Given exercise: Render all of the data below as a Markdown table with the columns Index and Content, one numbered row per line and no rows for blank lines. Leave the pictures out of the answer.

Provided data:
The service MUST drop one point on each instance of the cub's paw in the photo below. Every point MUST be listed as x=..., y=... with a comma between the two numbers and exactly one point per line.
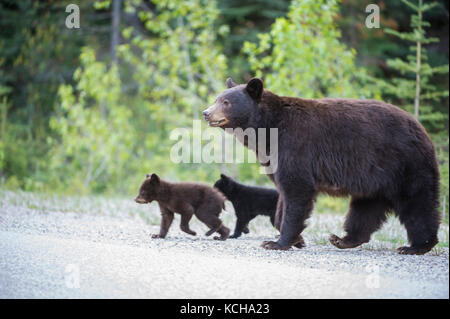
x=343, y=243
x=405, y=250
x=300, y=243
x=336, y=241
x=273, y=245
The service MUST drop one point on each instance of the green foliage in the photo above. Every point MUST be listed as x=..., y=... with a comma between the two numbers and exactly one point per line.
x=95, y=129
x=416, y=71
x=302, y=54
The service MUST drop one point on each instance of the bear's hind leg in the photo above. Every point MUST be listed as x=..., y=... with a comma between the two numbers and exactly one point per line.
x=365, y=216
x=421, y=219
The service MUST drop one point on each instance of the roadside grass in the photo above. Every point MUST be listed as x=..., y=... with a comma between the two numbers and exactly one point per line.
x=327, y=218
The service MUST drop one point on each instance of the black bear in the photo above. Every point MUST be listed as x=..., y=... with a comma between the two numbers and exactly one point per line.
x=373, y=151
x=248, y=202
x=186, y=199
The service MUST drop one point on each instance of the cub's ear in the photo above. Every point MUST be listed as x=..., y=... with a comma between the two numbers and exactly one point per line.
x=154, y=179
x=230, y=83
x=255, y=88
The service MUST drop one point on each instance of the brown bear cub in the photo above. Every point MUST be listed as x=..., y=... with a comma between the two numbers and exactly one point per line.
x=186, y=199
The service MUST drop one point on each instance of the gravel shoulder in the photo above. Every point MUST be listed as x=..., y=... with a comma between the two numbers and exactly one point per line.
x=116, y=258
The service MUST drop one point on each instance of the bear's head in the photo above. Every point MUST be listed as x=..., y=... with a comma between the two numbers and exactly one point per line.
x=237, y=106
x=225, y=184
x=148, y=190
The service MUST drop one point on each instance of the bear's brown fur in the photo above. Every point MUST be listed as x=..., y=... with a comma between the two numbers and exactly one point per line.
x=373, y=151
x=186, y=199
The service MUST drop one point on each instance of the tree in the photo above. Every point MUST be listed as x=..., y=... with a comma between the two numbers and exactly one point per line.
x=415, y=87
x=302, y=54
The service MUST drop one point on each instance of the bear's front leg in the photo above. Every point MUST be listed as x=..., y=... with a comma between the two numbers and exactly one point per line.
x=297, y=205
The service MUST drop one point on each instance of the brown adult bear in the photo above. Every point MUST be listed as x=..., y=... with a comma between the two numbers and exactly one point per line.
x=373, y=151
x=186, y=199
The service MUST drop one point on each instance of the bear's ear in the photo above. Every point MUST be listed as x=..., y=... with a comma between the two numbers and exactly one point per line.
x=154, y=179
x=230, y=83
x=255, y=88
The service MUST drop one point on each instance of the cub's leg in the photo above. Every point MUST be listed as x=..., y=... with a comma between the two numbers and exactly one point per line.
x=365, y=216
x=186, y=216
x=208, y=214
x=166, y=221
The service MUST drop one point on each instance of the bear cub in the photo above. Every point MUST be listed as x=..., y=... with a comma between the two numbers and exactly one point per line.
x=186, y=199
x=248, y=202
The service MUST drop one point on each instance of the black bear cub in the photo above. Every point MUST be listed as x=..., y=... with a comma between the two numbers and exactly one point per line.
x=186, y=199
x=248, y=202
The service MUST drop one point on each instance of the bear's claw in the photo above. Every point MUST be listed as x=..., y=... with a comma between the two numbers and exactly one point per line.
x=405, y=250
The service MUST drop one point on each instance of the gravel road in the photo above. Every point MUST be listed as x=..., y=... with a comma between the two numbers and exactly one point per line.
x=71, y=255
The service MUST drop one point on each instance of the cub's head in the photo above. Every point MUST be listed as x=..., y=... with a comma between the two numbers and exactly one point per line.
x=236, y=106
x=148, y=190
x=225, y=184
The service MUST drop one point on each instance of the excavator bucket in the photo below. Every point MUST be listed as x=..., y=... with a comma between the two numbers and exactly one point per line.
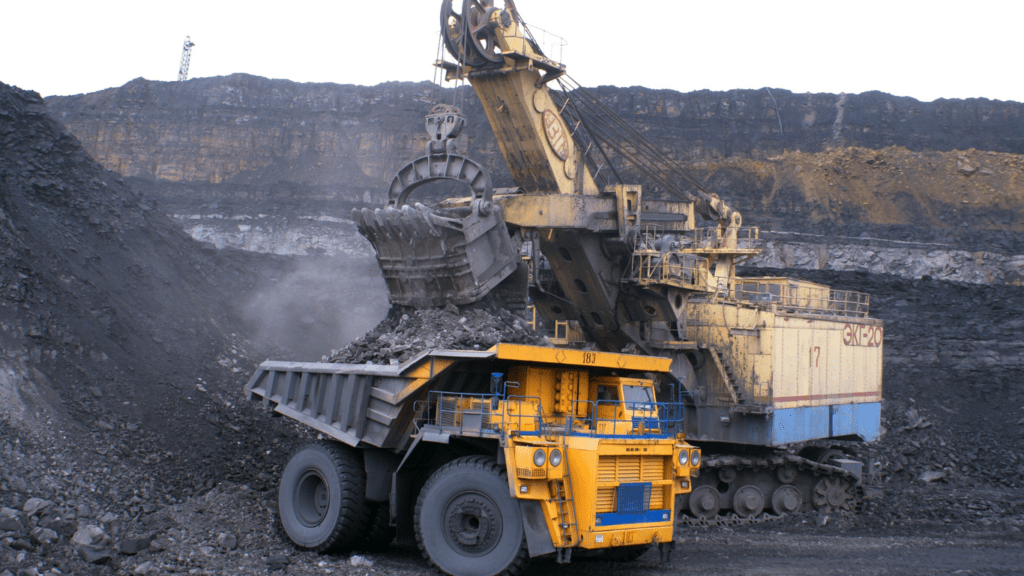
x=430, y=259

Solution to this exercise:
| Index | Content |
|---|---|
| 1 | The service MUST drop one point on each instance of the cub's paw in the photo below. Every point MUST be listed as x=..., y=... with a comma between the two numbers and exactly one point per line. |
| 2 | x=343, y=243 |
| 3 | x=405, y=250 |
| 4 | x=300, y=243 |
| 5 | x=336, y=241 |
| 6 | x=273, y=245 |
| 7 | The service MUST drop one point on each instance of the green foliage in the photo above. Every point MUST be listed as x=..., y=... with a comma between the two numbers and exactly one point per line. |
| 8 | x=95, y=129 |
| 9 | x=416, y=71 |
| 10 | x=302, y=54 |
| 11 | The service MUST drop one point on each instance of the bear's hind leg in the photo above. Every point MUST be listed as x=..., y=... with a comma between the two numbers and exactly one point per line. |
| 12 | x=365, y=216 |
| 13 | x=421, y=219 |
| 14 | The service MUST drop one point on each instance of the roadside grass in the photo above. Every point MUST be listed as x=..., y=... with a comma between the two numbers and exactly one point per line. |
| 15 | x=327, y=218 |
| 16 | The service MUST drop one point on each instance of the black bear in the photo above. Every point MUST be listed as x=..., y=... with a comma between the two numbers and exactly one point per line. |
| 17 | x=373, y=151 |
| 18 | x=248, y=202 |
| 19 | x=186, y=199 |
| 20 | The service MUST drop one point on each instance of the cub's ear in the photo above. Every point MUST be listed as x=..., y=... with a comma between the two numbers and exactly one point per line. |
| 21 | x=154, y=179 |
| 22 | x=230, y=83 |
| 23 | x=255, y=88 |
| 24 | The service MUST drop one point on each instance of the brown bear cub in the photo above. Every point MUST be listed as x=..., y=... with a comma between the two numbers and exactly one point per line. |
| 25 | x=186, y=199 |
| 26 | The service MUST drop one point on each instance of the gravel shoulder in the photo above. Every point MUST be listed as x=..., y=... with a comma between the two numbers and exactly one point per line. |
| 27 | x=116, y=258 |
| 28 | The service MUST drop one point on each instance of the bear's head in the photo above. Every point MUST be listed as x=..., y=... with a comma between the two numbers and exactly one point per line. |
| 29 | x=237, y=106 |
| 30 | x=225, y=184 |
| 31 | x=148, y=190 |
| 32 | The service MUST drop one point on each instance of the bear's brown fur in the photo above. Every point MUST be listed as x=..., y=... with a comma between the two numbers and exactly one point per line. |
| 33 | x=373, y=151 |
| 34 | x=186, y=199 |
| 35 | The service MUST drop one point on each instance of the tree in the photo above. Every point MUST be listed as x=..., y=... with a comma between the two numbers and exactly one point per line. |
| 36 | x=415, y=87 |
| 37 | x=302, y=54 |
| 38 | The service MUST drop one point on each instance of the bear's front leg in the photo above. Every point MUST be listed as x=..., y=... with a comma between the two numbers and exactly one point per line. |
| 39 | x=297, y=205 |
| 40 | The service MUST drop one point on each instance of the brown adult bear in the photo above. Every point MUST be listed as x=..., y=... with a comma between the two numbers and exactly one point per line. |
| 41 | x=373, y=151 |
| 42 | x=186, y=199 |
| 43 | The service MUST drop one point on each instance of the bear's ear in the photo above. Every point MUST be listed as x=..., y=... with a comma between the two numbers and exactly one point per line. |
| 44 | x=154, y=179 |
| 45 | x=230, y=83 |
| 46 | x=255, y=88 |
| 47 | The service MUST drop one point on each instance of the cub's leg in the photo above. Every point MUST be listed as x=..., y=... with a comma between the two numbers and exactly one point per line. |
| 48 | x=365, y=216 |
| 49 | x=186, y=216 |
| 50 | x=208, y=214 |
| 51 | x=166, y=221 |
| 52 | The service MUST drop one point on each instance of the bear cub in the photo above. Every point MUST be listed as x=..., y=... with a comma between the two numbers and exactly one point per line. |
| 53 | x=186, y=199 |
| 54 | x=248, y=202 |
| 55 | The service MUST drop one point on each instance of the black bear cub in the photo above. Every point MUST be listed as x=..., y=... with a comma between the two numbers and exactly one point per line. |
| 56 | x=186, y=199 |
| 57 | x=248, y=202 |
| 58 | The service MUST drop one point on each instance of the bear's claw in the photo above. Every point MUST be listed as x=..., y=... with a comma between the two numbers and exactly one point per line. |
| 59 | x=405, y=250 |
| 60 | The service MUST drop one point on each instance of the gravel road in the photo above. Every point MUST be listed as x=..., y=... with a comma between the two numbers and exactly one point per line. |
| 61 | x=71, y=255 |
| 62 | The service MUST drop one point on each instance of the cub's head in the photo above. Every point MUST be listed as x=..., y=... with a comma between the two numbers and exactly one point per line. |
| 63 | x=236, y=106 |
| 64 | x=148, y=190 |
| 65 | x=225, y=184 |
| 66 | The service MUST drop one point on each instance of the excavator bucket in the photo below. Every point MUST be listed as x=..., y=... with a comma between the two numbers and exactly one point per line. |
| 67 | x=430, y=259 |